Horticulturists who manage our trees will leave a very long lasting impression – possibly for hundreds of years. So if you’re in charge of the Garden’s trees and estate, like Thomas Campbell, then you’re a very important member of staff.
As part of a new series of blogs about our horticulturists, I thought it would be fun to present give our featured gardeners a short questionnaire. James Kettle was our first interviewee, now I’d like to introduce Tom Campbell.
Where were you brought up Tom?
In Enfield, North London.
Where did you train to be a horticulturist?
I graduated with a degree in Geography at Swansea University in 2009. I then obtained a National Diploma in Arboriculture at Capel Manor College. I worked for a large tree surgery company in Brixton as well as running a small tree surgery business with my brother. I went on to be a Tree Officer for Camden and Hackney Borough Councils in London, before becoming Tree Manager at Hackney.
What did you enjoy about that role?
I was in charge of over 20,000 park and street trees and in my time at Camden and Hackney I also planted 3,000 more, made up of over 250 different varieties. Planting a diverse mix of street trees including species like Olive and Fig helps city boroughs like Hackney cope with future diseases and climate change – it is a challenge to plant trees that can deal with the reflected heat from hard surfaces in urban areas. As a Tree Officer you are at the forefront of greening the urban environment so there is a lot of responsibility and opportunity to improve our cities for the future.
How long have you worked at the Garden?
I started last April as a Grounds Maintenance Operative mowing the lawns and have been in post as a Senior Horticulturist responsible for Trees & the Estate since October.
What does your job involve?
I’m responsible for all the trees here – keeping them in good health, making them safe for visitors and planting new ones. I’m also in charge of general grounds’ maintenance and supporting the needs of our farmed Waun Las National Nature Reserve. Our Estate team is made up of John Northwood and Tudor Davies along with two seasonal grass cutters throughout the summer.
What’s the main difference between managing trees here than in Hackney?
As a Botanic garden we’re really concerned about a plant’s origin and the benefits for in situ and ex situ conservation. Many of our trees here, natives and exotics, have been grown from wild collected seed. I am enjoying the ability to conserve and enhance the amazing rural landscape of the Garden which is a different challenge to trying to fight for every inch of greenery you can in London!

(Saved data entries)
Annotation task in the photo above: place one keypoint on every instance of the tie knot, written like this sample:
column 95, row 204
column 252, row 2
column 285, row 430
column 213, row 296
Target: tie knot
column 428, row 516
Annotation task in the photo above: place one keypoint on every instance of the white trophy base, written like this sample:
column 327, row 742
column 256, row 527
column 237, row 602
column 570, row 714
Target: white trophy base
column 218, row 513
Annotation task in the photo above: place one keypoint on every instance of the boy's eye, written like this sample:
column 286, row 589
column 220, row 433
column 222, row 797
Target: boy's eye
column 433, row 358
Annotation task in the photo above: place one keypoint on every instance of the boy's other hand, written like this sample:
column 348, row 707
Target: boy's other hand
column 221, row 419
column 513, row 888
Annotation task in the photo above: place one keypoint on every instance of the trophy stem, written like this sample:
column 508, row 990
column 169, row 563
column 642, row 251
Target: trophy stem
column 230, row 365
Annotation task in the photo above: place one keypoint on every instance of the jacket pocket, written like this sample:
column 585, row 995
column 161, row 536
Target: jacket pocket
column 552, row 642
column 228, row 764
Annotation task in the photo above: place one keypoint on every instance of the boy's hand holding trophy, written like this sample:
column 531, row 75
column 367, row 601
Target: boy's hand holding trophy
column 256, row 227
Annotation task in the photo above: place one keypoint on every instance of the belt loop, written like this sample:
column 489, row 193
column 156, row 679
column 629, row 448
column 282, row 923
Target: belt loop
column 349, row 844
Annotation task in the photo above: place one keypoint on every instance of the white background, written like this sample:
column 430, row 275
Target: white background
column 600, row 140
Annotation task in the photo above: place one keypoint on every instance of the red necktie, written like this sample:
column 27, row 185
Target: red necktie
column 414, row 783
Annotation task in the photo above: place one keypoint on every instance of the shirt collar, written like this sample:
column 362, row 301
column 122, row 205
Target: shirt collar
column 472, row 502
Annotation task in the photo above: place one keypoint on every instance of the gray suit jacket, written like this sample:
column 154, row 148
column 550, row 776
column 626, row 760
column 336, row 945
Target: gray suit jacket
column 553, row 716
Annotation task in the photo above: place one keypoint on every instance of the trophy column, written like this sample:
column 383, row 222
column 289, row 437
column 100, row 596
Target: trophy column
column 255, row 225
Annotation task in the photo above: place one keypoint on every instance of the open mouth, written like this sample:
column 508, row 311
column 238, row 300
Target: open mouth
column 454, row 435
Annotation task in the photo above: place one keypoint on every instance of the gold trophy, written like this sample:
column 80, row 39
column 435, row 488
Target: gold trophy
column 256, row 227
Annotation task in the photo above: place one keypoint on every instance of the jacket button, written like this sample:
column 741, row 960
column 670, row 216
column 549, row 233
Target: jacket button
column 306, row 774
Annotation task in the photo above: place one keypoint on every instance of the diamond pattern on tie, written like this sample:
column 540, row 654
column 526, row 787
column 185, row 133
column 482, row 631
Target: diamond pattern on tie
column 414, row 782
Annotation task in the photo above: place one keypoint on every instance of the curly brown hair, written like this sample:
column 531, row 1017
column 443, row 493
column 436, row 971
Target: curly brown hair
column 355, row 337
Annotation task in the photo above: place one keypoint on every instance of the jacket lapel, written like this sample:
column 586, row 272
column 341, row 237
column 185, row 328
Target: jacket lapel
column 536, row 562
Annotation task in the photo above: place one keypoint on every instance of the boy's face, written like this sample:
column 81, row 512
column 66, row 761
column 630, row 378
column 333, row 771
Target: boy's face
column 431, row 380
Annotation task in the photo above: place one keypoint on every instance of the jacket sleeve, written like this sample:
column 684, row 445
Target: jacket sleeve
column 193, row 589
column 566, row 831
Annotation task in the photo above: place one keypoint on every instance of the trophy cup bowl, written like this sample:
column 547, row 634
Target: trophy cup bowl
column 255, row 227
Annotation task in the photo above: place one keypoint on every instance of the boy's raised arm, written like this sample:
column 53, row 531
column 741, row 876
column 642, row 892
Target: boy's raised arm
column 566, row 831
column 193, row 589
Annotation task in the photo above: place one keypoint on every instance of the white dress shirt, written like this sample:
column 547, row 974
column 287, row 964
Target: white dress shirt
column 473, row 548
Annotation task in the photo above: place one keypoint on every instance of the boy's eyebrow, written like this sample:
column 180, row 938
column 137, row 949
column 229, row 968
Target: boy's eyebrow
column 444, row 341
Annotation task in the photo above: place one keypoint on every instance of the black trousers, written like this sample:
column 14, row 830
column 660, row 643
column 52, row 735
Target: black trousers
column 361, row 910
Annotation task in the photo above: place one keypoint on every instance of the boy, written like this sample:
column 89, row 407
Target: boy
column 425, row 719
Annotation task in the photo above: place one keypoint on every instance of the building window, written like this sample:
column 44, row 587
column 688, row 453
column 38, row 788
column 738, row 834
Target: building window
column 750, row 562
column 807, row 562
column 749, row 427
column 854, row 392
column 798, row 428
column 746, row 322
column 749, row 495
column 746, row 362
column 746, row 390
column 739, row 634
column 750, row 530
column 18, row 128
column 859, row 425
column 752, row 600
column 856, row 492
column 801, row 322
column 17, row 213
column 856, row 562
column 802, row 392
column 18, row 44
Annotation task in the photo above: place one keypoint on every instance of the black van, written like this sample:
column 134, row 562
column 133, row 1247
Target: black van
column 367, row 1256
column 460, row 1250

What you should do :: Summarize the interview with Tom Campbell in two sentences. These rows are material kept apart from the interview.

Answer :: Tom Campbell grew up in Enfield, earned a geography degree and a National Diploma in Arboriculture, and became a Tree Officer for Camden and Hackney and later Tree Manager at Hackney; across those roles he looked after over 20,000 trees and planted 3,000 more. He started at the Garden last April mowing lawns and has been Senior Horticulturist for Trees & the Estate since October, responsible for the health, safety and planting of its trees, general grounds maintenance and support for the Waun Las National Nature Reserve.